De vuelta al hotel, entre el jaleo de alguna celebración nupcial que promete prolongarse hasta más allá de la medianoche, se mezcla en nuestra mente esta evocación del desierto lejano con todas las impresiones de nuestro pri mer día en el Rif. Poco después dejamos caer la cabeza sobre la almohada. Yo lo hago a oscuras, sin preocuparme de comprobar la blancura de la sábana, precaución que sí toma Eduardo para inferir, según nos contará al día siguiente, que la suya conserva el rastro de un durmiente anterior. Qué más da. Dormimos profundamente, sin sueños. Ya hemos soñado bastante durante el día.

Jornada Tercera. Alhucemas-Xauen

1. La bahía

Despertamos temprano, con los ruidos de la calle. También ayuda el escozor de los brazos, el cuello y las piernas. Pese al derroche de crema protectora, estamos abrasados. En mi caso, lo peor es el brazo derecho, que el día anterior he llevado alegremente fuera de la ventanilla. Gracias al efecto combinado del sol y del aire ha adquirido un inquietante color carmesí y su temperatura es un par de grados superior a la del resto. Nos aseamos con los escasos medios que el hotel proporciona, aunque en su honor resulta forzoso consignar que el agua caliente es rápida y abundante.

Tomamos un buen desayuno, con café (fuerte y amargo), zumo, pan y unos bollos macizos bañados en un tosco chocolate. Desayunamos en el café que hay al lado del hotel, en la terraza que tiene dispuesta sobre la estrecha acera frente al trasiego ya notable de la calle. A nuestro alrededor, como siempre, unos cuantos marroquíes silenciosos nos observan. De dos en dos o de tres en tres, se demoran ante su té con hierbabuena y miran pasar la vida por delante de ellos, sin demasiado deseo aparente de intervenir.

> _Listado_
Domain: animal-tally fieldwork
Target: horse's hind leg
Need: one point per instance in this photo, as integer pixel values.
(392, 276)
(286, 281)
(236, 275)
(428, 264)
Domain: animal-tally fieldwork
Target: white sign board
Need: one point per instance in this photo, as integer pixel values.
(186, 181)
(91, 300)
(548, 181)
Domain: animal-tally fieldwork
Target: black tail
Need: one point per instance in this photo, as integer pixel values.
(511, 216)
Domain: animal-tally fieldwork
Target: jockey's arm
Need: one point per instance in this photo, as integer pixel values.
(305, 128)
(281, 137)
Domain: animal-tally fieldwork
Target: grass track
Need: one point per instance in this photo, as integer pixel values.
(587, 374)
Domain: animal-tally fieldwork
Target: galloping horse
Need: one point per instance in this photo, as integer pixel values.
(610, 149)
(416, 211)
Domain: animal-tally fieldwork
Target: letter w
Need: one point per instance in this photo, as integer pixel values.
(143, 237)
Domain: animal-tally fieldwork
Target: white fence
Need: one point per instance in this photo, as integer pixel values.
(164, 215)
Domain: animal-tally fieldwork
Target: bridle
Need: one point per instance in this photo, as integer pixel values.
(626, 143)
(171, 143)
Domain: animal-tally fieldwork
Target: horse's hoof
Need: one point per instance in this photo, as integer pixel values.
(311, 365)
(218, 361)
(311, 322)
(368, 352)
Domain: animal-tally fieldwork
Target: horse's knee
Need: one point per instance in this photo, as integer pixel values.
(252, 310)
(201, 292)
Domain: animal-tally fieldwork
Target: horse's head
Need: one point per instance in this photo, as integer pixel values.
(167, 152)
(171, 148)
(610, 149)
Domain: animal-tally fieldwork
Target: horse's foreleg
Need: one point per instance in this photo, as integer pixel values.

> _Tareas pendientes_
a. Según el fragmento, ¿dónde toman el desayuno?
b. Enumera todas las líneas de los registros que contienen la palabra "horse", teniendo en cuenta las mayúsculas y minúsculas.
El fragmento y los registros no guardan ninguna relación entre sí.

> _Soluciones_
a. En la terraza del café que hay al lado del hotel, sobre la estrecha acera.

b.
Target: horse's hind leg
Target: galloping horse
Target: horse's hoof
Target: horse's knee
Target: horse's head
Target: horse's foreleg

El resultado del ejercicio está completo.